# start of Entries
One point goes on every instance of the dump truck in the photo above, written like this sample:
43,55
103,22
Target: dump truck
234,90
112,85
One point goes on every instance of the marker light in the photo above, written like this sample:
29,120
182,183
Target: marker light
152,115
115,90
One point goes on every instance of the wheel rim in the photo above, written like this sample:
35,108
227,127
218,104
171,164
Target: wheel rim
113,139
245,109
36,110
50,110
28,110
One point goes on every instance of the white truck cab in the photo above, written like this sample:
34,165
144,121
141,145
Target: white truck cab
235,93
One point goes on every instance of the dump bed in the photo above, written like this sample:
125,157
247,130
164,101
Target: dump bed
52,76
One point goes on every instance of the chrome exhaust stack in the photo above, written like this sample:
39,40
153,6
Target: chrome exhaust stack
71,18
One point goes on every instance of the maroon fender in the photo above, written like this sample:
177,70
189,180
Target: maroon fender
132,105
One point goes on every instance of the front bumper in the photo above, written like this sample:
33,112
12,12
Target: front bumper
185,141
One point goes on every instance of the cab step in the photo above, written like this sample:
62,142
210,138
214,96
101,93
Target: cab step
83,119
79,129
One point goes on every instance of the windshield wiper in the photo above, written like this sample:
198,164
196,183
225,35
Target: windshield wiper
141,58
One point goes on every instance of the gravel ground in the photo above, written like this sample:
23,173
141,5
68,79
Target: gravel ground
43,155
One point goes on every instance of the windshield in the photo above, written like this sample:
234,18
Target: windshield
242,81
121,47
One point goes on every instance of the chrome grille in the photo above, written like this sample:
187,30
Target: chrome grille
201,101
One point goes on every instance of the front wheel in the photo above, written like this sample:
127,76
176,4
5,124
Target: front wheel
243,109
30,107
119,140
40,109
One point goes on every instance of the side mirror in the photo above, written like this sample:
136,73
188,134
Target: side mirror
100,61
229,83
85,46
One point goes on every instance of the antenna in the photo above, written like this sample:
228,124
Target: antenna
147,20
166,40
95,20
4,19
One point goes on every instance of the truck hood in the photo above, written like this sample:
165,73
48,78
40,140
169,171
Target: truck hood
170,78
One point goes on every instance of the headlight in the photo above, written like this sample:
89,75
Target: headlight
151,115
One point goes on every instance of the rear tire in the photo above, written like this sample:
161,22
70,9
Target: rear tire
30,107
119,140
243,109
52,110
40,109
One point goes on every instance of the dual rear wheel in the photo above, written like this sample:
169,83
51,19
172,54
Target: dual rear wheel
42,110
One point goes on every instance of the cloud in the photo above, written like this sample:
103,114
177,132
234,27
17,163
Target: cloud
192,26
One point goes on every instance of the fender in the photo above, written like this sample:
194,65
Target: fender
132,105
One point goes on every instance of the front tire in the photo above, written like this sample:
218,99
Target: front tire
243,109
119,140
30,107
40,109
# end of Entries
Written request – Rewrite every line of the entries above as a single numbered list, omitting any blank lines.

Full answer –
1. One point goes on every instance of the dump truck in the photo above, written like this sample:
2. 43,55
3. 103,22
4. Target: dump truck
5. 234,90
6. 112,85
7. One point goes on every instance of the marker light in the photo above, written like this sample:
8. 29,120
9. 182,183
10. Target: marker light
11. 152,115
12. 115,90
13. One point goes on every instance of the wheel rim in the photo above, written like this sample:
14. 35,108
15. 227,127
16. 218,104
17. 171,164
18. Target: wheel rim
19. 113,139
20. 245,109
21. 36,110
22. 50,110
23. 28,110
24. One point goes on every instance of the white truck cab in the photo above, written like this sample:
25. 34,165
26. 144,121
27. 141,145
28. Target: white truck cab
29. 235,93
30. One point goes on every instance of the dump bed in the photo above, written like this sample:
31. 125,157
32. 247,130
33. 164,101
34. Target: dump bed
35. 52,76
36. One point goes on every instance of the chrome exhaust stack in the photo above, written like this sample:
37. 39,40
38. 153,6
39. Target: chrome exhaust stack
40. 71,18
41. One point goes on every instance of the maroon fender in the photo above, written like this sample:
42. 177,70
43. 189,180
44. Target: maroon fender
45. 132,105
46. One point goes on every instance of the front bumper in the photo above, written like this sample:
47. 33,112
48. 12,12
49. Target: front bumper
50. 185,141
51. One point goes on every instance of the cab step in the photo above, written like this sample:
52. 62,142
53. 210,138
54. 214,96
55. 101,93
56. Target: cab step
57. 83,119
58. 79,129
59. One point goes on every instance of the windshield wiper in the photo above, written like this sample:
60. 198,164
61. 196,183
62. 225,35
63. Target: windshield wiper
64. 141,58
65. One point goes on every instance of the gravel ground in the photo above, written like this sample:
66. 23,173
67. 141,5
68. 68,79
69. Target: gravel ground
70. 43,155
71. One point goes on every instance of the windshield in the photo above, written like this sample:
72. 234,18
73. Target: windshield
74. 242,81
75. 121,47
76. One point goes on every instance of the chrome grille in the photo above, written like this sample:
77. 187,30
78. Target: chrome grille
79. 201,101
80. One point goes on every instance of the front wheel in the photo above, written like this sample:
81. 127,76
82. 176,4
83. 5,124
84. Target: front wheel
85. 243,109
86. 30,107
87. 119,140
88. 40,109
89. One point goes on every instance of the side mirror in the photo above, written like this sample:
90. 136,73
91. 188,134
92. Target: side mirror
93. 100,61
94. 229,83
95. 85,46
96. One point goes on every instance of the antenna in the photo above, written like this sample:
97. 228,124
98. Target: antenna
99. 147,20
100. 166,40
101. 95,20
102. 4,19
103. One point goes on every instance of the truck hood in the photo above, written like this sample:
104. 165,73
105. 48,78
106. 40,140
107. 169,171
108. Target: truck hood
109. 170,78
110. One point goes on every instance of the headlight in the photo above, written like this sample:
111. 89,75
112. Target: headlight
113. 151,115
114. One point goes on every instance of the rear tire in the photo above, written like this sample:
115. 161,22
116. 70,9
117. Target: rear tire
118. 30,107
119. 119,140
120. 243,109
121. 52,110
122. 40,109
123. One point goes on every instance of the dual rear wheel in the photo above, written like this sample:
124. 169,83
125. 51,19
126. 172,54
127. Target: dual rear wheel
128. 42,110
129. One point goes on every instance of the cloud in the photo above, written like this sample:
130. 103,114
131. 177,132
132. 234,27
133. 17,163
134. Target: cloud
135. 192,26
136. One point goes on every instance of the fender in the photo above, written like this sample:
137. 194,65
138. Target: fender
139. 132,105
140. One point goes on every instance of the front tire in the photo above, written like this sample:
141. 218,99
142. Target: front tire
143. 243,109
144. 119,140
145. 30,107
146. 40,109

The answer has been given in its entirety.